Problem set:
• A. Answer these questions using the passage about New York parades:
(i) Through which part of Manhattan was the Halloween parade going to pass?
(ii) What does the writer say many people living in NYC have?
(iii) In which month did the writer first move to New York?
• B. Repeat, word for word, the part of the passage about New York parades from "Well, as it" up to and including "have parade fatigue.".

═══ Passage shown ═══

Last week, word reached my British ears that there was going to be a Halloween parade through the West Village in Manhattan, and I was beside myself with excitement. A parade? A parade which included floats of dancing skeletons and 8ft-tall pumpkin people? A parade you could join if you were in costume (my favourites from my local Target: hotdog, “crazy German in lederhosen”, Wonder Woman, and over-stuffed Oreo.

No, in the good ol’ USA, you don’t have to be scary on Halloween?! I couldn’t understand why other New Yorkers weren’t jumping at the chance to go along with me. Surely this was one of the definitive social events of the year.

Well, as it turns out, there’s a good reason why – and it’s not just the fact that it takes you an hour to find a free subway and get back to Brooklyn at the end, or the fact that you spend most of a cold October night pressed up against innumerable tourists yelling at each other in French just to get a glimpse of a Joker puppet or two. It’s because a lot of people living in NYC have parade fatigue.

There’s a parade for everything in this city. I should perhaps have already clocked this, considering that when I first moved to New York in January there was a Chinese New Year parade going on (one which I duly dragged my fiance down to Chinatown to see, resulting in us both nearly getting frostbite and shouting at each other over moon cakes which had frozen solid as bricks in our hands).

═══ Extracted material ═══

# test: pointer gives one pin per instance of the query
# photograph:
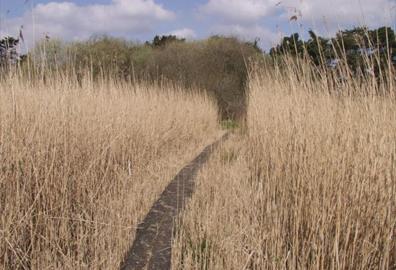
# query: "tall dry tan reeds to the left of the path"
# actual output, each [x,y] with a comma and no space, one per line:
[79,167]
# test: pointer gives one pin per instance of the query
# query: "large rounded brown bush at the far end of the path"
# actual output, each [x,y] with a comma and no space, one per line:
[218,64]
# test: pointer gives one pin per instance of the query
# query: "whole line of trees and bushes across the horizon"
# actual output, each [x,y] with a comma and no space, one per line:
[217,64]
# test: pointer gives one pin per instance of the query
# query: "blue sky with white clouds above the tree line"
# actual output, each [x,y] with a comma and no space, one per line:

═══

Answers below:
• A.
(i) The West Village.
(ii) Parade fatigue.
(iii) January.

• B.
Well, as it turns out, there’s a good reason why – and it’s not just the fact that it takes you an hour to find a free subway and get back to Brooklyn at the end, or the fact that you spend most of a cold October night pressed up against innumerable tourists yelling at each other in French just to get a glimpse of a Joker puppet or two. It’s because a lot of people living in NYC have parade fatigue.